## ACTIVITY
Take every line from the records below that includes the word "machine".

## EXCERPTED RECORDS
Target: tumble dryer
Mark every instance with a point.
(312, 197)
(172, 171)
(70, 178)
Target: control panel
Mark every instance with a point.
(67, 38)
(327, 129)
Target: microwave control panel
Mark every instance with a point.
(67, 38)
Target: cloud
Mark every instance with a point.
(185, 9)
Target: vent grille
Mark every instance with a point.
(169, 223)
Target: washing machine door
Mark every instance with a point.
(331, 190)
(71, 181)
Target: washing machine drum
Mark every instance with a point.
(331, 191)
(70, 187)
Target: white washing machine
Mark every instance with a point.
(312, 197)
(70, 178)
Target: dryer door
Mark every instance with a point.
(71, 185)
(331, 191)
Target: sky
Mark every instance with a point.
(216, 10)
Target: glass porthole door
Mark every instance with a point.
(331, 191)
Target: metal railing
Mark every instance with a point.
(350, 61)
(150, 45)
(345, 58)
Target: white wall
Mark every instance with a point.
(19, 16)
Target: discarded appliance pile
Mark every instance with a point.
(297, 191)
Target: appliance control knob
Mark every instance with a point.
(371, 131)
--
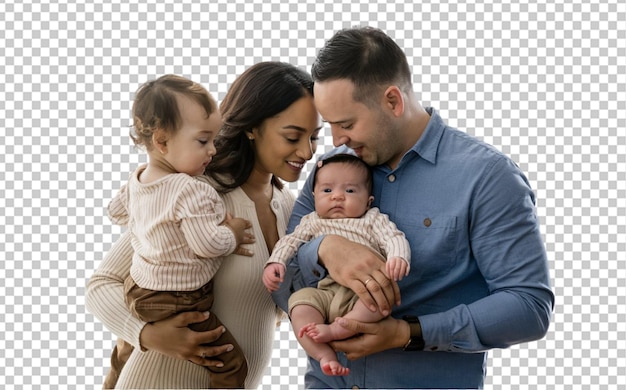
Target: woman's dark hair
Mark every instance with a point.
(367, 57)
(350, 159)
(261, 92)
==
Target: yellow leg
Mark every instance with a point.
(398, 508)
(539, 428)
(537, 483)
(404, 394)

## ANSWER FOR THIS EXERCISE
Target: washing machine door
Target: washing machine drum
Target: white washing machine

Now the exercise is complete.